What you will do = In the forum thread below, how old is the grandson? Please answer briefly.

Gransnet forums



(31 Posts)
olliesgran Sat 10-Sep-11 13:36:07

We have Daughter and GS living with us. GS is 16 months. Lovely baby, likes a lot of sleep, full night (7.30-6) + 2 naps a day, eats well. D decided that 2 naps was the reason GS got up a 6 am, too early for HER to get up. So she has been trying to only let him have 1 nap per day. She has succeeded, as he now wakes up at 7 am. But the new routine means that he is too tired at meal times, and food battles have started. D think they are inevitable, as all her friends are going through this, we firmly believe that a tired baby is a recipe for disaster as far as meals are concerned. I have kept my mouth shut so far, but any suggestion as to what, if anything, I could say? It breaks my heart to see so much anguish for both of them, for no reason whatsoever. What's wrong with 6 am waking time? And he keeps himself amused in his cot for up to 45 minutes, without crying!

grannyactivist Sat 10-Sep-11 13:44:06

I always say what I think and mostly my DD takes my advice (although not usually immediately - she often needs time to think through what's been said). I would suggest that you talk to your daughter about your concerns. Hard I know, but then we grannies have to accept that having offered advice we must leave it to our grandchildren's parents as to whether they accept it or not.

Stored records =
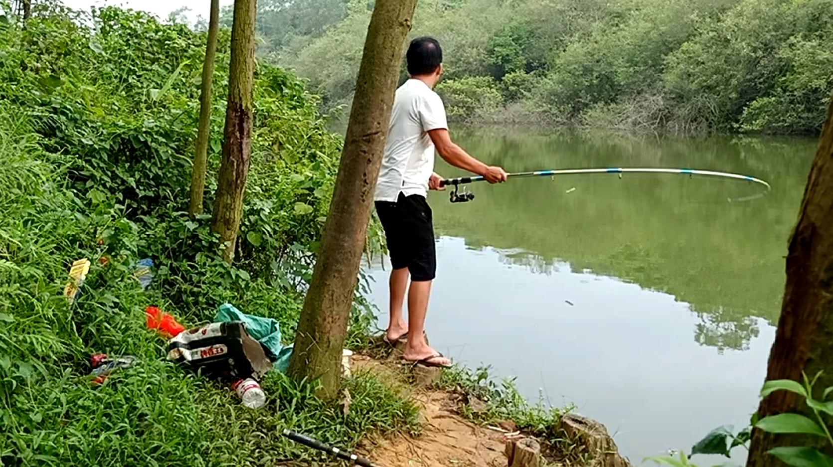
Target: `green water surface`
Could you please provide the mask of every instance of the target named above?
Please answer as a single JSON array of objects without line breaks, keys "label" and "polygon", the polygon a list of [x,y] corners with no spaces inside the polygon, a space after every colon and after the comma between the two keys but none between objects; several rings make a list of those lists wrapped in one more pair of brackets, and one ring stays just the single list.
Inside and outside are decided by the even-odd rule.
[{"label": "green water surface", "polygon": [[[747,202],[727,198],[760,186],[630,174],[478,182],[466,204],[429,197],[438,272],[426,326],[440,350],[517,377],[530,399],[576,404],[636,464],[748,420],[815,139],[518,128],[453,136],[508,171],[689,167],[769,181],[768,196]],[[436,171],[463,175],[441,161]],[[384,324],[387,271],[372,275]]]}]

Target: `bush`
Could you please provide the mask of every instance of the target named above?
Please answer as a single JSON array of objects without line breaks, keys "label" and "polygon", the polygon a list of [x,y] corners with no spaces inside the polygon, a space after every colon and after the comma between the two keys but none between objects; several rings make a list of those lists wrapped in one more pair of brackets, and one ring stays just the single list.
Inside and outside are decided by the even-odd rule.
[{"label": "bush", "polygon": [[462,122],[482,119],[503,105],[503,96],[488,77],[445,80],[436,86],[436,92],[448,117]]},{"label": "bush", "polygon": [[[292,338],[342,143],[298,79],[257,68],[240,261],[229,266],[208,216],[182,212],[204,35],[112,7],[73,17],[47,11],[23,29],[0,17],[0,464],[273,465],[322,455],[281,437],[286,427],[345,447],[367,430],[416,430],[413,405],[370,377],[347,381],[346,416],[272,372],[267,407],[252,411],[164,359],[145,329],[149,305],[196,325],[231,301]],[[223,30],[212,171],[228,40]],[[147,290],[133,276],[144,257],[157,264]],[[92,265],[69,304],[60,292],[80,258]],[[353,322],[367,325],[362,303]],[[98,352],[140,363],[93,388]]]}]

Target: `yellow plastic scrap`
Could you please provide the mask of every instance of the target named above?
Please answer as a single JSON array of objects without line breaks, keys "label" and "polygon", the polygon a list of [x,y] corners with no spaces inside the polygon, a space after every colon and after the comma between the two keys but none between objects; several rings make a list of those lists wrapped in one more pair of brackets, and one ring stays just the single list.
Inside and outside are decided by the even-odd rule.
[{"label": "yellow plastic scrap", "polygon": [[70,305],[75,300],[75,296],[78,295],[78,290],[81,289],[81,285],[84,283],[84,279],[89,271],[90,261],[87,258],[73,262],[69,268],[69,278],[72,281],[67,282],[67,286],[63,288],[63,295]]}]

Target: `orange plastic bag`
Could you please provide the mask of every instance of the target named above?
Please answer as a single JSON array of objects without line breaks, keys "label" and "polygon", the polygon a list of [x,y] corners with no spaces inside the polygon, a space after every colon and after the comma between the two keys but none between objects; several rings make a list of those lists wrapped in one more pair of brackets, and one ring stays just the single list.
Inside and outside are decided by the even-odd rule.
[{"label": "orange plastic bag", "polygon": [[155,329],[165,339],[171,339],[185,330],[185,326],[177,322],[176,318],[159,310],[156,306],[145,308],[147,315],[147,329]]}]

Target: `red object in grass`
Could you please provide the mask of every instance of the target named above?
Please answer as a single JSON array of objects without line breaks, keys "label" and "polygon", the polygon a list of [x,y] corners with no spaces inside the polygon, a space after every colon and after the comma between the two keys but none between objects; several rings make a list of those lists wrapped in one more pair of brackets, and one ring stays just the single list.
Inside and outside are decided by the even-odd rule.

Task answer = 16 months old.